WHAT YOU WILL DO » Collect every line in the records below that contains the string "dark", matching case exactly.

DATA LINES »

⁂

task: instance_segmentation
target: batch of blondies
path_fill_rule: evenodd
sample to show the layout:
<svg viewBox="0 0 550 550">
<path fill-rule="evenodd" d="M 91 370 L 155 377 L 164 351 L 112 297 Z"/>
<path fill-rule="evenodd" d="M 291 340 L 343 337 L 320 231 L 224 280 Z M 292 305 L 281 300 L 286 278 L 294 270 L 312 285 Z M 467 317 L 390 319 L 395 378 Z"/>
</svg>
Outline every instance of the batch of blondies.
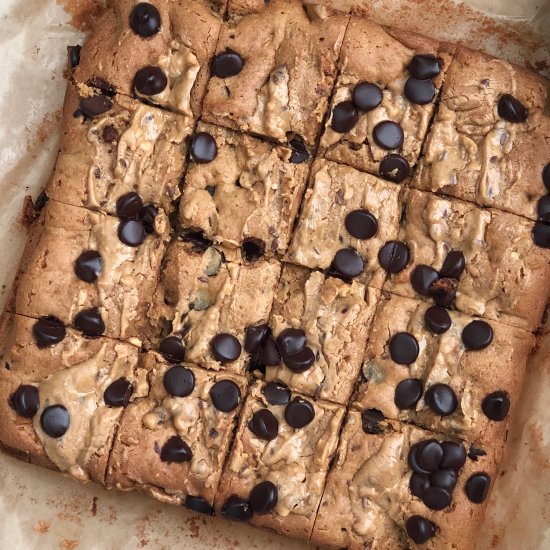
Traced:
<svg viewBox="0 0 550 550">
<path fill-rule="evenodd" d="M 111 0 L 69 65 L 2 448 L 321 547 L 473 548 L 550 293 L 548 81 L 299 0 Z"/>
</svg>

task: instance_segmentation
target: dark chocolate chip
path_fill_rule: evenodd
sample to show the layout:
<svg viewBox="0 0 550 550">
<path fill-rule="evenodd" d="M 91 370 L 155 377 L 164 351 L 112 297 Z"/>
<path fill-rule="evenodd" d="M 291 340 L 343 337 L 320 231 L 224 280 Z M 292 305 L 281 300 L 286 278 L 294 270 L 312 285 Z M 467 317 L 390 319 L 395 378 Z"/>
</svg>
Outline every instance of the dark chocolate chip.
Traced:
<svg viewBox="0 0 550 550">
<path fill-rule="evenodd" d="M 145 96 L 153 96 L 162 93 L 168 86 L 168 77 L 160 68 L 153 65 L 143 67 L 136 73 L 134 87 L 136 91 Z"/>
<path fill-rule="evenodd" d="M 18 415 L 24 418 L 32 418 L 40 408 L 38 389 L 34 386 L 22 384 L 11 396 L 10 403 Z"/>
<path fill-rule="evenodd" d="M 241 343 L 232 334 L 222 332 L 212 338 L 210 350 L 220 363 L 231 363 L 241 355 Z"/>
<path fill-rule="evenodd" d="M 244 498 L 231 495 L 222 506 L 222 516 L 235 521 L 249 521 L 252 509 Z"/>
<path fill-rule="evenodd" d="M 353 89 L 352 99 L 361 111 L 372 111 L 382 103 L 382 90 L 372 82 L 359 82 Z"/>
<path fill-rule="evenodd" d="M 441 62 L 433 55 L 415 55 L 408 69 L 414 78 L 435 78 L 441 72 Z"/>
<path fill-rule="evenodd" d="M 262 481 L 250 491 L 250 508 L 255 514 L 268 514 L 277 506 L 277 500 L 277 487 L 271 481 Z"/>
<path fill-rule="evenodd" d="M 424 324 L 435 334 L 444 334 L 451 328 L 449 312 L 440 306 L 431 306 L 424 313 Z"/>
<path fill-rule="evenodd" d="M 368 210 L 354 210 L 345 219 L 348 233 L 356 239 L 372 239 L 378 233 L 378 221 Z"/>
<path fill-rule="evenodd" d="M 408 332 L 398 332 L 389 343 L 390 356 L 398 365 L 410 365 L 416 361 L 420 351 L 418 341 Z"/>
<path fill-rule="evenodd" d="M 185 347 L 179 336 L 168 336 L 159 345 L 159 353 L 169 363 L 181 363 L 185 359 Z"/>
<path fill-rule="evenodd" d="M 397 408 L 414 409 L 422 397 L 422 382 L 417 378 L 401 380 L 395 388 L 394 402 Z"/>
<path fill-rule="evenodd" d="M 199 164 L 212 162 L 218 156 L 216 140 L 206 132 L 198 132 L 191 140 L 191 157 Z"/>
<path fill-rule="evenodd" d="M 126 378 L 119 378 L 105 390 L 103 401 L 108 407 L 126 407 L 133 392 L 133 384 Z"/>
<path fill-rule="evenodd" d="M 97 250 L 82 252 L 74 263 L 75 275 L 86 283 L 95 283 L 103 267 L 103 258 Z"/>
<path fill-rule="evenodd" d="M 40 426 L 46 435 L 58 438 L 67 432 L 71 424 L 69 411 L 63 405 L 46 407 L 40 415 Z"/>
<path fill-rule="evenodd" d="M 332 110 L 330 127 L 339 134 L 345 134 L 357 124 L 359 112 L 351 101 L 342 101 Z"/>
<path fill-rule="evenodd" d="M 399 149 L 405 139 L 401 126 L 391 120 L 379 122 L 372 132 L 374 141 L 382 149 Z"/>
<path fill-rule="evenodd" d="M 489 494 L 491 478 L 485 472 L 470 476 L 466 482 L 466 495 L 475 504 L 481 504 Z"/>
<path fill-rule="evenodd" d="M 244 67 L 244 59 L 229 48 L 214 56 L 212 74 L 218 78 L 230 78 L 238 75 Z"/>
<path fill-rule="evenodd" d="M 409 78 L 405 82 L 405 97 L 416 105 L 431 103 L 435 97 L 435 84 L 430 79 Z"/>
<path fill-rule="evenodd" d="M 511 94 L 503 94 L 498 100 L 498 116 L 508 122 L 525 122 L 528 111 L 525 106 Z"/>
<path fill-rule="evenodd" d="M 282 382 L 268 382 L 262 393 L 270 405 L 286 405 L 290 401 L 290 390 Z"/>
<path fill-rule="evenodd" d="M 271 441 L 279 434 L 279 421 L 269 409 L 260 409 L 248 421 L 248 429 L 256 437 Z"/>
<path fill-rule="evenodd" d="M 367 409 L 361 412 L 361 426 L 366 434 L 382 433 L 380 422 L 384 420 L 384 415 L 378 409 Z"/>
<path fill-rule="evenodd" d="M 472 321 L 462 331 L 462 343 L 466 346 L 466 349 L 485 349 L 492 341 L 493 329 L 485 321 Z"/>
<path fill-rule="evenodd" d="M 510 399 L 503 391 L 495 391 L 485 397 L 481 408 L 487 418 L 500 422 L 510 412 Z"/>
<path fill-rule="evenodd" d="M 65 338 L 65 325 L 57 318 L 49 315 L 41 317 L 34 323 L 32 334 L 39 348 L 47 348 L 58 344 Z"/>
<path fill-rule="evenodd" d="M 398 153 L 386 155 L 380 162 L 380 175 L 387 180 L 400 183 L 411 173 L 409 161 Z"/>
<path fill-rule="evenodd" d="M 401 241 L 388 241 L 378 252 L 378 262 L 388 273 L 399 273 L 409 263 L 409 247 Z"/>
<path fill-rule="evenodd" d="M 314 418 L 315 408 L 309 401 L 301 397 L 295 397 L 285 407 L 285 420 L 289 426 L 296 430 L 307 426 Z"/>
<path fill-rule="evenodd" d="M 130 28 L 143 38 L 157 34 L 160 25 L 160 13 L 153 4 L 140 2 L 130 13 Z"/>
<path fill-rule="evenodd" d="M 429 265 L 417 265 L 411 273 L 411 285 L 422 296 L 430 295 L 430 287 L 437 279 L 439 279 L 439 274 Z"/>
<path fill-rule="evenodd" d="M 177 435 L 172 436 L 160 451 L 160 459 L 163 462 L 189 462 L 192 458 L 191 447 Z"/>
<path fill-rule="evenodd" d="M 105 332 L 105 323 L 101 318 L 101 313 L 96 307 L 84 309 L 77 313 L 73 324 L 75 328 L 82 331 L 84 336 L 97 338 Z"/>
<path fill-rule="evenodd" d="M 207 516 L 214 515 L 214 508 L 212 508 L 212 506 L 202 497 L 187 495 L 185 497 L 184 506 L 188 510 L 193 510 L 193 512 L 198 512 L 199 514 L 205 514 Z"/>
<path fill-rule="evenodd" d="M 166 391 L 175 397 L 187 397 L 195 389 L 193 371 L 179 365 L 169 368 L 162 381 Z"/>
<path fill-rule="evenodd" d="M 210 388 L 210 399 L 222 412 L 234 411 L 241 400 L 241 390 L 232 380 L 220 380 Z"/>
</svg>

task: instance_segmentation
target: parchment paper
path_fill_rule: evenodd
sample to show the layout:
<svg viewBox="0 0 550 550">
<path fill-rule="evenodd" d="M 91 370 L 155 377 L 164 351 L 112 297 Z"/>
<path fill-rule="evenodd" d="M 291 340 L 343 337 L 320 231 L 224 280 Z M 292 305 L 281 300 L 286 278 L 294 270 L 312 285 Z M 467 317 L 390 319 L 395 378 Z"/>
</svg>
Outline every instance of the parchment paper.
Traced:
<svg viewBox="0 0 550 550">
<path fill-rule="evenodd" d="M 339 5 L 359 0 L 329 0 Z M 319 0 L 323 3 L 323 0 Z M 550 75 L 550 1 L 371 0 L 381 23 L 479 48 Z M 55 159 L 66 46 L 79 43 L 94 0 L 0 0 L 0 306 L 36 197 Z M 546 359 L 547 358 L 547 359 Z M 502 475 L 478 550 L 550 548 L 550 336 L 531 361 Z M 0 454 L 0 548 L 148 550 L 309 548 L 246 525 L 194 515 L 138 493 L 80 486 Z"/>
</svg>

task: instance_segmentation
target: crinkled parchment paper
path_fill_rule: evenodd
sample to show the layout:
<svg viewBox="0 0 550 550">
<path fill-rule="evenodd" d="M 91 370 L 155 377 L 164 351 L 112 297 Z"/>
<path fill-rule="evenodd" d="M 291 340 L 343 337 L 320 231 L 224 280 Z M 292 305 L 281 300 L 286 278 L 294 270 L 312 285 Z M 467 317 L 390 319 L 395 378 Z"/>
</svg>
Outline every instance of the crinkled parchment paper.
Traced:
<svg viewBox="0 0 550 550">
<path fill-rule="evenodd" d="M 325 3 L 362 3 L 364 12 L 381 23 L 463 41 L 550 74 L 550 1 Z M 0 0 L 0 305 L 26 238 L 19 224 L 23 198 L 38 195 L 53 166 L 65 91 L 65 48 L 82 40 L 93 8 L 94 0 Z M 549 397 L 550 336 L 529 367 L 479 550 L 550 548 Z M 3 455 L 0 518 L 2 549 L 308 548 L 246 525 L 198 517 L 137 493 L 79 486 Z"/>
</svg>

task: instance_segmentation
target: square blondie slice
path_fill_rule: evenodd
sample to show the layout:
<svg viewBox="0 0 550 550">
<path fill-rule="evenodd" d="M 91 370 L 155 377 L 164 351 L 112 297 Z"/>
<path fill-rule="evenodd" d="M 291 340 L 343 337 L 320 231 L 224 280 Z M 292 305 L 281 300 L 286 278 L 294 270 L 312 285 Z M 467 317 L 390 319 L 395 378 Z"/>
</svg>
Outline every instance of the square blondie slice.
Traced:
<svg viewBox="0 0 550 550">
<path fill-rule="evenodd" d="M 273 0 L 220 32 L 203 119 L 313 147 L 336 76 L 348 19 Z"/>
<path fill-rule="evenodd" d="M 320 153 L 395 182 L 409 177 L 454 46 L 351 17 Z"/>
<path fill-rule="evenodd" d="M 247 381 L 152 352 L 141 368 L 149 392 L 124 411 L 107 486 L 210 514 Z"/>
<path fill-rule="evenodd" d="M 287 259 L 335 276 L 382 288 L 380 249 L 397 237 L 402 205 L 399 186 L 335 162 L 317 159 Z M 351 249 L 351 250 L 350 250 Z M 348 273 L 349 254 L 358 269 Z M 351 262 L 350 262 L 351 263 Z M 361 268 L 362 267 L 362 268 Z"/>
<path fill-rule="evenodd" d="M 0 446 L 103 483 L 123 407 L 146 389 L 138 348 L 10 313 L 0 335 Z"/>
<path fill-rule="evenodd" d="M 245 330 L 267 323 L 280 272 L 276 260 L 242 264 L 211 243 L 174 241 L 151 309 L 165 336 L 158 349 L 171 362 L 244 374 Z"/>
<path fill-rule="evenodd" d="M 537 218 L 548 191 L 548 81 L 458 47 L 413 186 Z"/>
<path fill-rule="evenodd" d="M 83 95 L 135 94 L 196 120 L 220 32 L 221 3 L 109 2 L 82 47 L 73 80 Z"/>
<path fill-rule="evenodd" d="M 466 441 L 501 442 L 533 344 L 525 330 L 389 295 L 352 402 Z"/>
<path fill-rule="evenodd" d="M 472 550 L 502 445 L 487 451 L 377 411 L 350 411 L 311 541 L 349 550 Z"/>
<path fill-rule="evenodd" d="M 379 298 L 379 290 L 361 283 L 286 264 L 251 369 L 303 394 L 347 404 Z M 249 328 L 247 341 L 260 329 Z"/>
<path fill-rule="evenodd" d="M 307 540 L 344 413 L 284 385 L 256 382 L 219 484 L 216 513 Z"/>
<path fill-rule="evenodd" d="M 50 200 L 31 229 L 10 310 L 53 316 L 89 337 L 148 339 L 169 231 L 162 210 L 150 222 Z"/>
<path fill-rule="evenodd" d="M 416 190 L 405 202 L 398 239 L 410 261 L 386 290 L 527 330 L 539 325 L 550 252 L 534 243 L 531 221 Z"/>
<path fill-rule="evenodd" d="M 122 95 L 109 99 L 101 113 L 91 112 L 89 101 L 69 84 L 60 154 L 46 194 L 116 214 L 117 201 L 123 208 L 128 194 L 137 193 L 142 203 L 172 211 L 180 196 L 191 119 Z"/>
<path fill-rule="evenodd" d="M 185 177 L 179 221 L 243 255 L 284 254 L 306 186 L 303 152 L 200 123 L 217 147 L 211 162 L 193 162 Z"/>
</svg>

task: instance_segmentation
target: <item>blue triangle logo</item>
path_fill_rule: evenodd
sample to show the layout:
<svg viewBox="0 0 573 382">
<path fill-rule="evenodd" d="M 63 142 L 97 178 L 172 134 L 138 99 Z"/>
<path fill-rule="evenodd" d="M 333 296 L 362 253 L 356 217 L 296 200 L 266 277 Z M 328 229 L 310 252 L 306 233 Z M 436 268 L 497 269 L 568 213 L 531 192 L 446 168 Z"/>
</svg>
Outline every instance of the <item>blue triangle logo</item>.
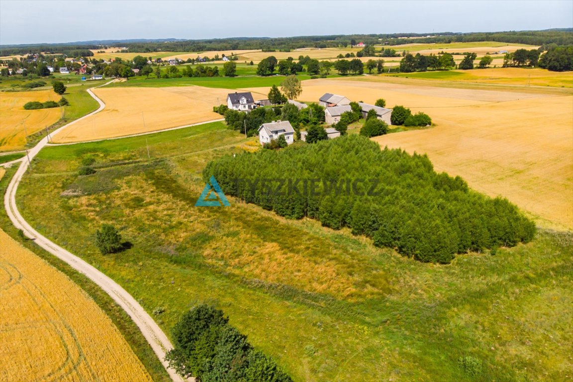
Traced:
<svg viewBox="0 0 573 382">
<path fill-rule="evenodd" d="M 205 188 L 203 189 L 203 192 L 199 195 L 197 202 L 195 203 L 195 207 L 221 207 L 230 205 L 231 203 L 227 200 L 226 196 L 219 186 L 219 183 L 213 175 L 211 176 L 209 182 L 205 184 Z"/>
</svg>

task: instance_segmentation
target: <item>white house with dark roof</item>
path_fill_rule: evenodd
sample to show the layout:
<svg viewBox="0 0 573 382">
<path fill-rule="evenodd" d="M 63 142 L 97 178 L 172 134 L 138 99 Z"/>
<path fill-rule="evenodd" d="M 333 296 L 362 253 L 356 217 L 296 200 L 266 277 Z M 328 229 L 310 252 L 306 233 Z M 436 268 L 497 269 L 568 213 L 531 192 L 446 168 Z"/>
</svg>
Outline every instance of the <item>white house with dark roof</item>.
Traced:
<svg viewBox="0 0 573 382">
<path fill-rule="evenodd" d="M 229 93 L 227 95 L 227 106 L 229 109 L 249 111 L 255 108 L 253 94 L 250 92 Z"/>
<path fill-rule="evenodd" d="M 324 96 L 319 99 L 319 105 L 325 108 L 350 104 L 350 100 L 344 96 L 339 96 L 331 93 L 325 93 Z"/>
<path fill-rule="evenodd" d="M 295 129 L 288 121 L 273 121 L 264 123 L 258 128 L 258 141 L 261 145 L 268 143 L 273 139 L 278 139 L 281 135 L 285 136 L 288 144 L 295 141 Z"/>
<path fill-rule="evenodd" d="M 340 116 L 345 112 L 351 112 L 352 108 L 350 105 L 344 106 L 333 106 L 327 107 L 324 109 L 324 121 L 329 125 L 338 123 L 340 120 Z"/>
<path fill-rule="evenodd" d="M 366 116 L 368 115 L 368 112 L 370 110 L 376 111 L 376 117 L 379 119 L 380 121 L 384 121 L 388 125 L 391 125 L 392 123 L 390 121 L 390 116 L 392 115 L 392 109 L 386 109 L 386 108 L 381 108 L 378 106 L 374 106 L 374 105 L 370 105 L 368 104 L 365 104 L 363 102 L 359 102 L 358 105 L 362 108 L 362 117 L 366 119 Z"/>
</svg>

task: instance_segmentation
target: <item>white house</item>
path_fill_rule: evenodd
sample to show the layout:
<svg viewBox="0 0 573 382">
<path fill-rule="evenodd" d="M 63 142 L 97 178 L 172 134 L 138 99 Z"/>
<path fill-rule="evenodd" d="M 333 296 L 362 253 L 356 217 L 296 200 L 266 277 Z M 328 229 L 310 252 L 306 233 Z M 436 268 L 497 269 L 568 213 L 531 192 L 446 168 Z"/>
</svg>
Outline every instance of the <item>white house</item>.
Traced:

⁂

ANSWER TO THIS TASK »
target: dark chocolate chip
Outline every instance of the dark chocolate chip.
target: <item>white house with dark roof</item>
Outline every instance of the <item>white house with dark roof</item>.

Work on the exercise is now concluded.